- Objective
Collect every line of the data below that contains the word "reflection", and copy each one in full.
---*---
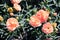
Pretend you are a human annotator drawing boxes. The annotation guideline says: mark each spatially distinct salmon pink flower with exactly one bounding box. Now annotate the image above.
[11,0,21,4]
[13,4,21,11]
[42,22,53,34]
[29,15,41,28]
[6,18,19,31]
[36,9,49,23]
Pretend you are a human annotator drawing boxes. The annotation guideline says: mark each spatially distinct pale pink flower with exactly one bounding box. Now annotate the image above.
[6,18,19,31]
[29,15,41,28]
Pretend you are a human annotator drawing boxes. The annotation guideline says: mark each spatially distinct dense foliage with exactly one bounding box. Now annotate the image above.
[0,0,60,40]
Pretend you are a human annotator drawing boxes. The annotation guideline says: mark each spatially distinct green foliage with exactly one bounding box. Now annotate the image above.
[0,0,60,40]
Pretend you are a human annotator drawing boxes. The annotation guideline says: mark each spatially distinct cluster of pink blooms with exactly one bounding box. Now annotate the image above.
[11,0,21,11]
[29,9,53,34]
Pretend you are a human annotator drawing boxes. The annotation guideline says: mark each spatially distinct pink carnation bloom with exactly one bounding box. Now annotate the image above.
[42,22,53,34]
[36,9,49,23]
[6,18,19,31]
[11,0,21,4]
[29,15,41,28]
[13,4,21,11]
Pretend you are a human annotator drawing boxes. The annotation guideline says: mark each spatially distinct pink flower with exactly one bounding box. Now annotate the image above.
[29,15,41,28]
[11,0,21,4]
[6,18,19,31]
[13,4,21,11]
[36,9,49,23]
[42,22,53,34]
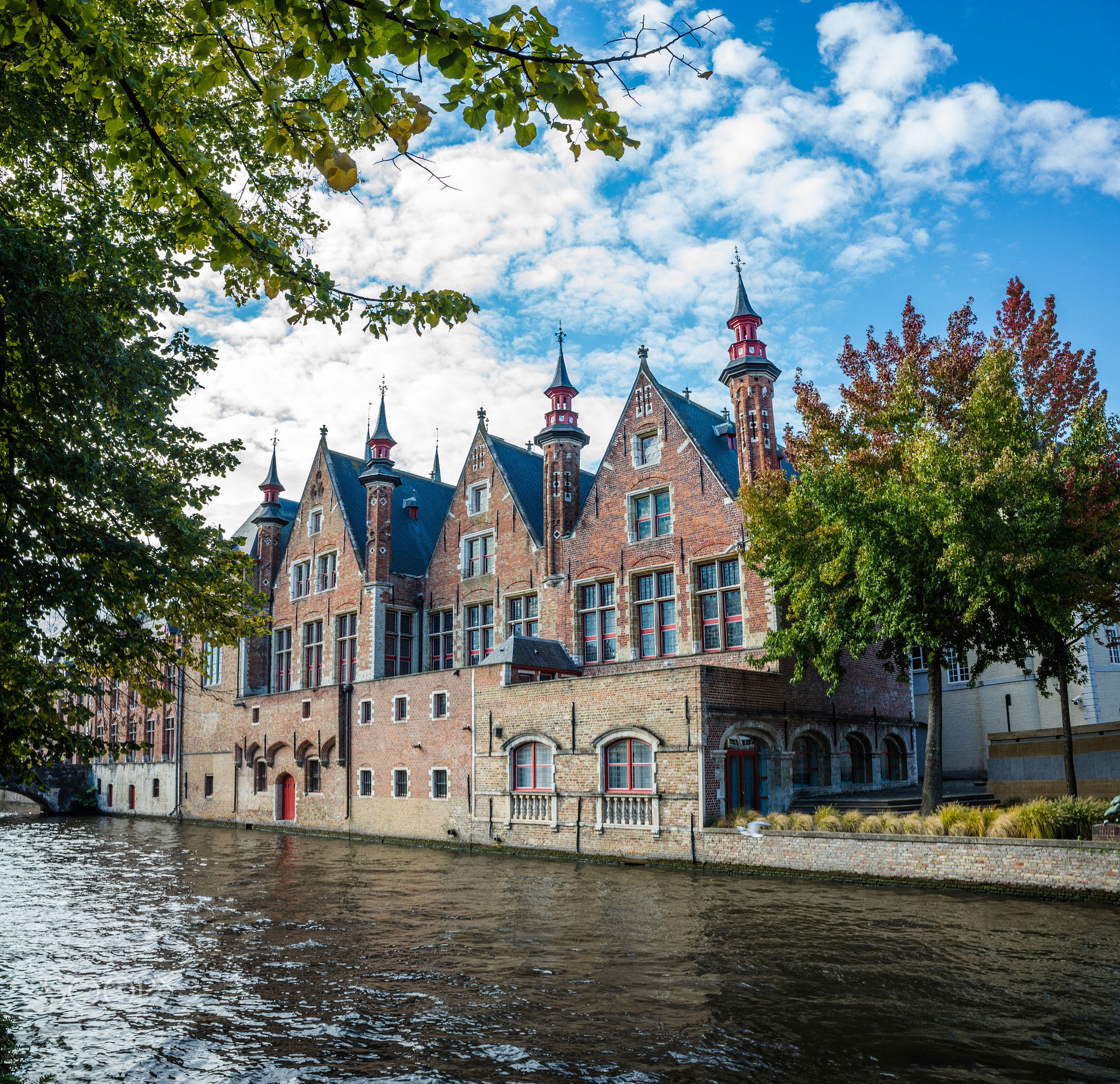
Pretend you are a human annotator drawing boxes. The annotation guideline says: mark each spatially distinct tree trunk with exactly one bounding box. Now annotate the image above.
[922,646,943,817]
[1056,644,1077,797]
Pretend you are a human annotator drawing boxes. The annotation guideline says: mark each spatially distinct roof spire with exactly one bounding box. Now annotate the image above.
[256,430,283,504]
[365,375,396,459]
[428,429,444,481]
[727,245,763,327]
[544,323,579,398]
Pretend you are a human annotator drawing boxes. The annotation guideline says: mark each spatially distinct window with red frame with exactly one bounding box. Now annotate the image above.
[513,741,553,791]
[318,553,338,591]
[273,628,291,692]
[337,614,357,682]
[466,534,494,579]
[635,572,676,658]
[579,582,616,663]
[466,603,494,666]
[697,560,743,651]
[304,621,323,689]
[428,610,454,669]
[386,610,412,678]
[607,738,653,791]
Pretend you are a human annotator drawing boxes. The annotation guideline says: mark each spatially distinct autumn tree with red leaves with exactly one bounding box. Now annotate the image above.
[740,279,1115,813]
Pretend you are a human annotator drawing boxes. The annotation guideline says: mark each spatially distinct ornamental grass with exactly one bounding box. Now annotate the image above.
[734,797,1107,840]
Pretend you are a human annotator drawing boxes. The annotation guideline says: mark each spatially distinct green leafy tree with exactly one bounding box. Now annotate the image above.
[0,0,713,335]
[972,285,1120,795]
[0,217,262,776]
[742,280,1106,812]
[0,0,713,775]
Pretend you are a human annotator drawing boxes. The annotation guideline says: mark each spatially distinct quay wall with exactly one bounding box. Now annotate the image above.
[158,819,1120,904]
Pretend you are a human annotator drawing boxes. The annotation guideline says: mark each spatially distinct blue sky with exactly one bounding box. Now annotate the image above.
[177,0,1120,527]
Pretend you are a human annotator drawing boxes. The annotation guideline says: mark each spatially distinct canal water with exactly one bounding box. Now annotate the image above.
[0,806,1120,1084]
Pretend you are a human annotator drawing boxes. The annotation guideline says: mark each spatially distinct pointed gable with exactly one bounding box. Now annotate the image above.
[486,432,594,545]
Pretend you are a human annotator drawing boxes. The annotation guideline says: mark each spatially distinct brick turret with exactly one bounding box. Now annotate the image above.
[719,250,782,481]
[357,384,401,584]
[252,437,287,595]
[534,327,590,582]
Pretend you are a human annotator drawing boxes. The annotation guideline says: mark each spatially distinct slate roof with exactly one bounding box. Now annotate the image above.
[256,445,283,489]
[727,271,763,324]
[651,374,739,496]
[327,451,454,575]
[231,497,299,557]
[480,635,582,674]
[544,343,576,395]
[486,432,594,545]
[370,395,396,445]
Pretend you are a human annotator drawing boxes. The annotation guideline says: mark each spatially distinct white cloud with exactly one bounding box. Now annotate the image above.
[184,2,1120,526]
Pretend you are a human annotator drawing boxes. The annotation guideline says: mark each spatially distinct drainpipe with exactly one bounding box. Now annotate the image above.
[171,666,187,824]
[467,666,478,821]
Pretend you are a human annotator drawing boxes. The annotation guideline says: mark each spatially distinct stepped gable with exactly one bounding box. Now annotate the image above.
[327,451,454,575]
[230,497,299,557]
[486,432,594,545]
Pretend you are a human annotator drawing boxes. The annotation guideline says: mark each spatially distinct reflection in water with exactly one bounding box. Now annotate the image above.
[0,806,1120,1084]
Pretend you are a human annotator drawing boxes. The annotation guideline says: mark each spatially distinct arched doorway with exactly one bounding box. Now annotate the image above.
[840,733,871,785]
[727,735,769,813]
[276,775,296,821]
[879,733,907,783]
[793,733,832,787]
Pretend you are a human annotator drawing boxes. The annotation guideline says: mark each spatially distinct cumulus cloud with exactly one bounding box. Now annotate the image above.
[184,2,1120,526]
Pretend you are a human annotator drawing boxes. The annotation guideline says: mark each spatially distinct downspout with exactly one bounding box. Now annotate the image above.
[171,666,187,824]
[1086,633,1101,726]
[467,666,478,820]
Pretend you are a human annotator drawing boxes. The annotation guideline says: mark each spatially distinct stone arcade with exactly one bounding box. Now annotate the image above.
[160,275,915,856]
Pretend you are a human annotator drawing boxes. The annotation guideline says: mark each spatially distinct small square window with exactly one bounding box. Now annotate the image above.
[431,768,447,799]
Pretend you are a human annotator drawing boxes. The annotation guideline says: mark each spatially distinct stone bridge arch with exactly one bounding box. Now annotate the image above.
[0,764,94,813]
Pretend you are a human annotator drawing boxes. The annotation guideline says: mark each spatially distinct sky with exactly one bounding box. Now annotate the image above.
[180,0,1120,529]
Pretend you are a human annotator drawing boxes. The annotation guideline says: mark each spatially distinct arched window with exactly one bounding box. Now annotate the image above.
[793,733,830,786]
[879,733,907,783]
[513,741,552,791]
[607,738,653,791]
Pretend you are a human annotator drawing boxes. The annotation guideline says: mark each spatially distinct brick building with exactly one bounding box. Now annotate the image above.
[172,266,916,854]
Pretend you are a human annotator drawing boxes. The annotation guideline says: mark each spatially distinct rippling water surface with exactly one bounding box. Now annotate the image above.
[0,806,1120,1084]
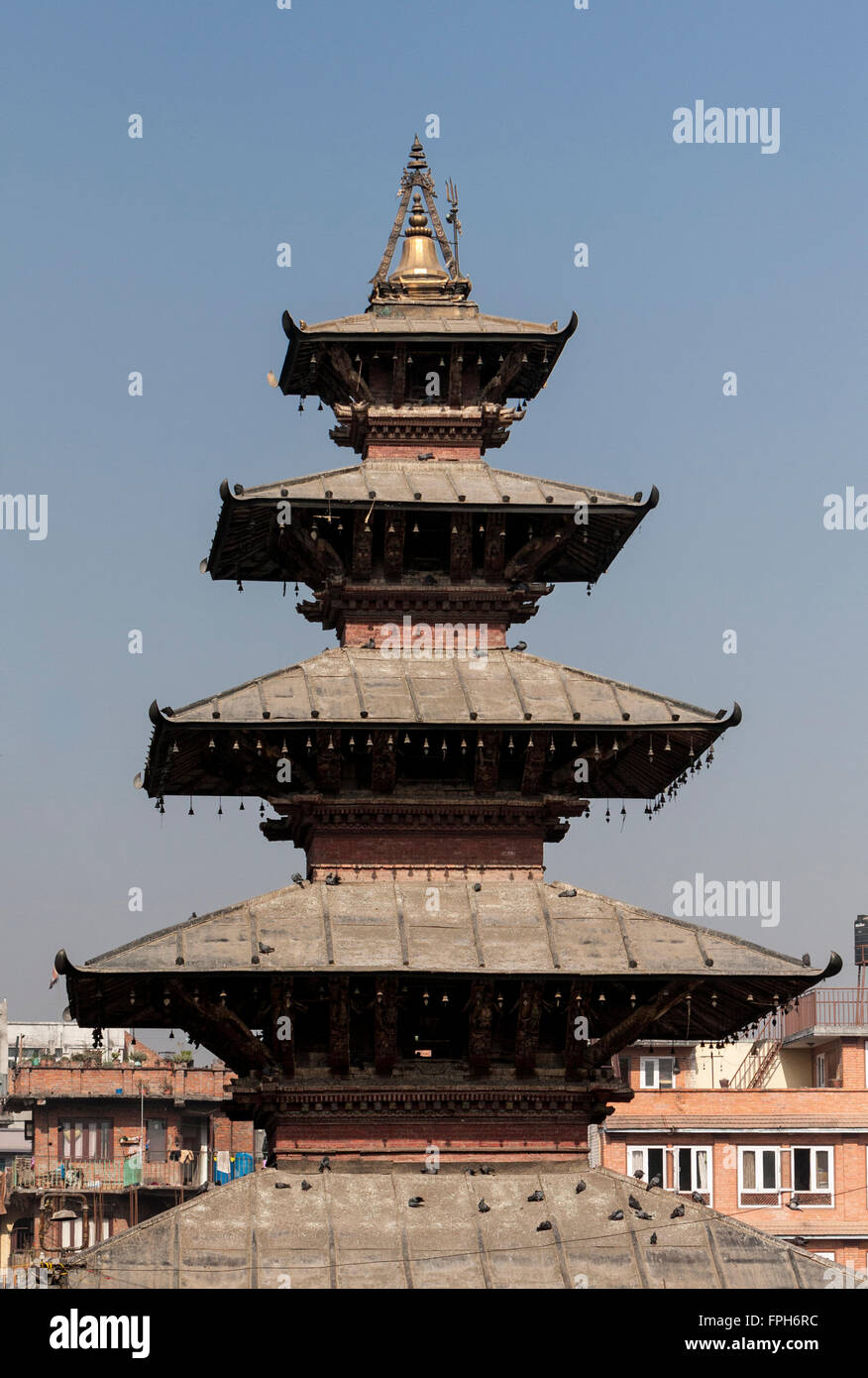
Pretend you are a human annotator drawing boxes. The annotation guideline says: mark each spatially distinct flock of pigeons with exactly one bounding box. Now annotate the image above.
[274,1153,705,1244]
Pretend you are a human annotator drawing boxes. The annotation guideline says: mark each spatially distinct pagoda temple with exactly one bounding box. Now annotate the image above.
[56,139,840,1286]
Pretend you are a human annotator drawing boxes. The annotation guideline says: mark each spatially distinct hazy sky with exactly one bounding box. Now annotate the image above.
[0,0,868,1020]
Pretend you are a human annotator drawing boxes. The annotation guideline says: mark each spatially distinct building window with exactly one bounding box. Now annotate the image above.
[675,1148,710,1206]
[145,1120,168,1163]
[738,1148,781,1206]
[57,1120,112,1162]
[627,1148,667,1187]
[639,1057,675,1091]
[793,1148,835,1206]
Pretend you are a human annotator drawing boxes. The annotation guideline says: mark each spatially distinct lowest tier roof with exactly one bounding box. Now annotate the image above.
[62,872,828,996]
[69,1163,843,1291]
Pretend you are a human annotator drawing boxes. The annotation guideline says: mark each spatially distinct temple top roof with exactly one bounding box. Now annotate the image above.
[220,459,659,516]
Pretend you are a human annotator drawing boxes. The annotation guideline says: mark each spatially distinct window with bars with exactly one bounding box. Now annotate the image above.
[738,1148,781,1206]
[57,1119,112,1162]
[627,1146,667,1187]
[793,1148,835,1206]
[639,1057,675,1091]
[675,1148,710,1206]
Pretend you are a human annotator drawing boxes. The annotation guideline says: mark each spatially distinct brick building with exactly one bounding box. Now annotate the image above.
[599,986,868,1275]
[0,1029,254,1271]
[55,139,840,1289]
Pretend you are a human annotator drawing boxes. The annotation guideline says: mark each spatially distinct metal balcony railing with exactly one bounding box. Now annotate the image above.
[13,1153,208,1192]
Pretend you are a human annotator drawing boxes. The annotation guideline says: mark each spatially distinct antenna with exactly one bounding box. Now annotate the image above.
[447,180,462,277]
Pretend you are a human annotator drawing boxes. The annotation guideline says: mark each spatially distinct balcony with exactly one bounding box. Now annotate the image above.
[11,1151,208,1192]
[779,985,868,1046]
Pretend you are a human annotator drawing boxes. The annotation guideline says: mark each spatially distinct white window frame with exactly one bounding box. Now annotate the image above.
[627,1144,671,1191]
[790,1144,835,1209]
[738,1144,783,1209]
[639,1057,675,1091]
[673,1144,713,1206]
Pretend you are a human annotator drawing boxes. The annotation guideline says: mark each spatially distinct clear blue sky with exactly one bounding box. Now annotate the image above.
[0,0,868,1020]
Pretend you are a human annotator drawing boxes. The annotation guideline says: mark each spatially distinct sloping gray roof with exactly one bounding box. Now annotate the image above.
[70,872,822,988]
[220,463,646,509]
[69,1159,843,1291]
[290,311,575,339]
[152,646,741,731]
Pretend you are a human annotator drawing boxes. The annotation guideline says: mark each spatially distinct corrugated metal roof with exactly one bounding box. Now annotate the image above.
[74,873,821,988]
[69,1159,843,1291]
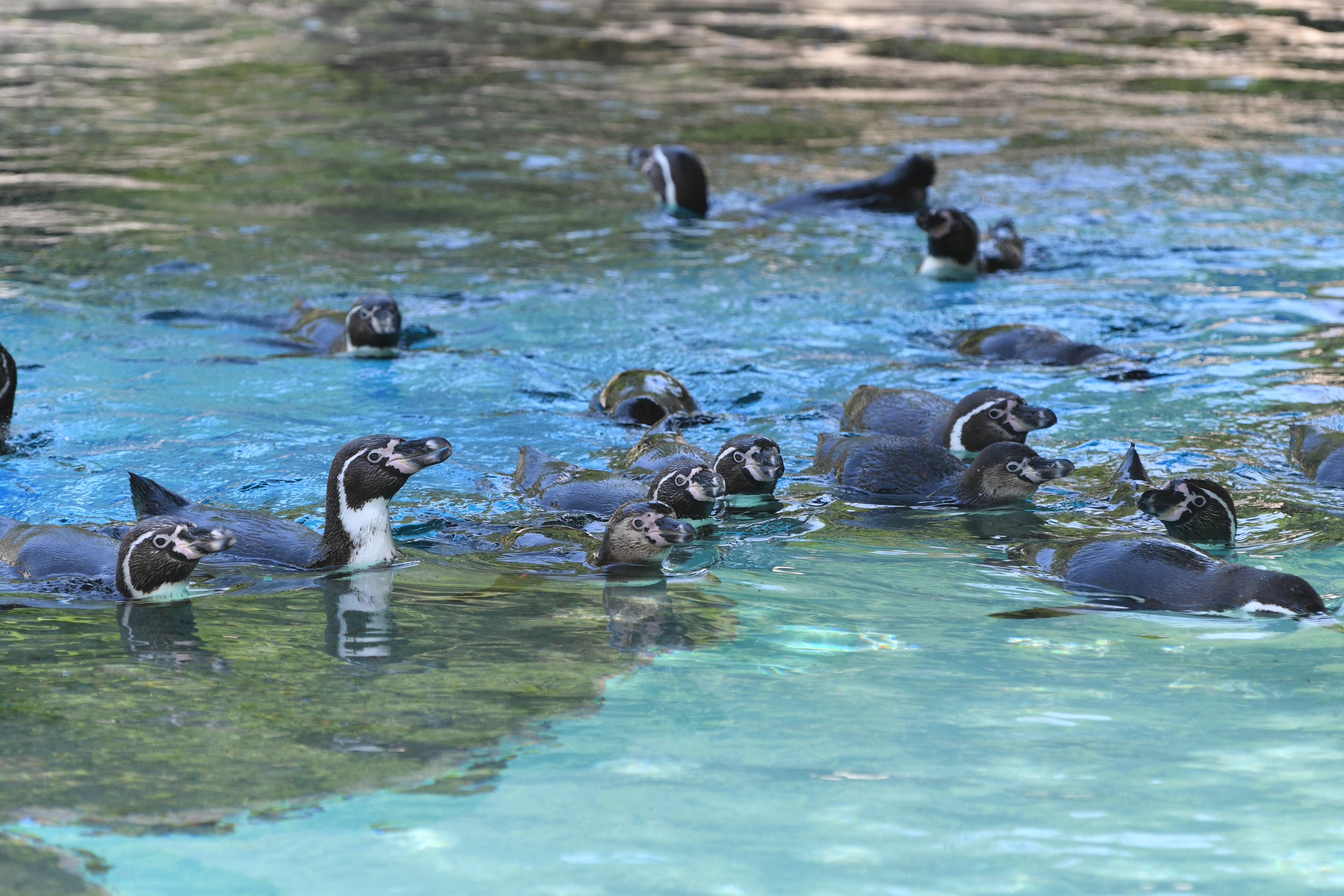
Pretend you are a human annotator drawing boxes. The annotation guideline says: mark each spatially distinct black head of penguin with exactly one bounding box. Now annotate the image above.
[942,388,1058,451]
[957,442,1074,506]
[313,434,453,567]
[649,463,727,520]
[915,208,980,266]
[345,295,402,351]
[117,516,237,599]
[714,435,784,494]
[597,501,695,566]
[1138,480,1237,545]
[630,145,710,218]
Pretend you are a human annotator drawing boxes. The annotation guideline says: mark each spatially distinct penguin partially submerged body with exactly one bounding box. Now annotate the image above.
[0,516,235,601]
[953,324,1152,380]
[129,434,453,570]
[591,369,696,426]
[840,385,1058,451]
[766,153,938,215]
[814,433,1074,506]
[630,145,710,218]
[915,208,1025,281]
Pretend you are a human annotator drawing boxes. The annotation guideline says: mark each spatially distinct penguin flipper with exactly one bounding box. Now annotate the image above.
[126,470,191,516]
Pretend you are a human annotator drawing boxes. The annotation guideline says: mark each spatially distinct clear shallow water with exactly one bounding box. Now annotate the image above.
[10,3,1344,893]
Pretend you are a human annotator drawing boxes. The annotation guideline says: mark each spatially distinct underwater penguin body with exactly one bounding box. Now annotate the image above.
[766,153,938,215]
[0,517,234,601]
[630,145,710,218]
[814,433,1074,506]
[129,434,453,570]
[840,385,1056,451]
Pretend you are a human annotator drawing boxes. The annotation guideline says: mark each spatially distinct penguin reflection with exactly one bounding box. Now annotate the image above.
[321,570,397,662]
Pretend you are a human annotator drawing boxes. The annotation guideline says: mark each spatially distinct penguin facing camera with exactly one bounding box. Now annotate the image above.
[840,385,1058,453]
[813,433,1074,508]
[128,434,453,570]
[0,517,235,601]
[766,153,938,215]
[915,208,1025,281]
[630,145,710,218]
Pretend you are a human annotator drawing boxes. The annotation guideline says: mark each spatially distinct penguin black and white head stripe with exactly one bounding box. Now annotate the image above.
[345,295,402,352]
[0,345,19,446]
[957,442,1074,506]
[915,207,980,280]
[597,501,695,566]
[630,145,710,218]
[714,435,784,494]
[649,463,727,520]
[1138,480,1237,545]
[944,388,1058,451]
[116,517,237,601]
[313,434,453,567]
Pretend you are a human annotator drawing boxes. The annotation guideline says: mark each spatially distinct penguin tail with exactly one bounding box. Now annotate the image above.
[126,470,191,516]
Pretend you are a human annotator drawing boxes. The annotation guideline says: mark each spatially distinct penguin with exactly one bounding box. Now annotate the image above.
[766,153,938,215]
[840,385,1058,453]
[590,369,696,426]
[814,433,1074,508]
[915,207,1025,281]
[630,145,710,218]
[128,434,453,570]
[1138,480,1237,548]
[1288,415,1344,486]
[593,501,695,567]
[953,324,1152,380]
[0,516,235,601]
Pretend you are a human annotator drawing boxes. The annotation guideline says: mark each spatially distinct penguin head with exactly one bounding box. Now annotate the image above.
[957,442,1074,505]
[117,516,238,598]
[327,434,453,510]
[345,295,402,351]
[714,435,784,494]
[915,207,980,265]
[1138,480,1237,545]
[649,463,727,520]
[597,501,695,566]
[945,388,1058,451]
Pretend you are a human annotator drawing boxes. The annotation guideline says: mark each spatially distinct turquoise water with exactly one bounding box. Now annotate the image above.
[10,3,1344,896]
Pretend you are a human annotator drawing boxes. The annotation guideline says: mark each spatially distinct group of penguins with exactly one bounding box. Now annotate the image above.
[0,147,1344,619]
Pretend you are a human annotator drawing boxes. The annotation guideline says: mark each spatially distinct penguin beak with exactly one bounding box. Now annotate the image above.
[1022,457,1074,483]
[1008,404,1058,433]
[387,435,453,476]
[653,516,695,544]
[173,525,238,560]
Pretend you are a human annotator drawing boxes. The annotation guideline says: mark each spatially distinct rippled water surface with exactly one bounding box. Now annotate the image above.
[10,0,1344,896]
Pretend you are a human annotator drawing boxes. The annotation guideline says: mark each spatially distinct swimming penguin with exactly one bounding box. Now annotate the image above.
[766,153,938,215]
[953,324,1152,380]
[0,516,235,601]
[594,501,695,567]
[630,147,710,218]
[128,435,453,570]
[591,369,695,426]
[840,385,1058,451]
[814,433,1074,506]
[1288,415,1344,486]
[915,208,1024,281]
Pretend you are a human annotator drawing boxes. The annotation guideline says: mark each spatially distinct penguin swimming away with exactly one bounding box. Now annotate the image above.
[813,433,1074,508]
[128,435,453,570]
[915,208,1024,281]
[0,517,235,601]
[590,369,695,426]
[630,145,710,218]
[840,385,1058,453]
[766,153,938,215]
[953,324,1152,380]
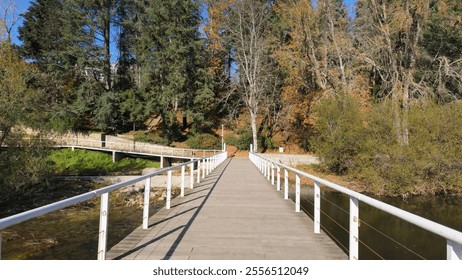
---*---
- Exercise solution
Pretend you are a human annotator drawing boxes. The annotation guideline says: mark each spatially distinct reflection in water with exactly one bounding box. Now annotate the image above.
Pretend you are a human annotator drawing boxes. The annotation guideline says: mark each spatially distinct penguin reflection with exactly one bounding box. Now annotate the image above.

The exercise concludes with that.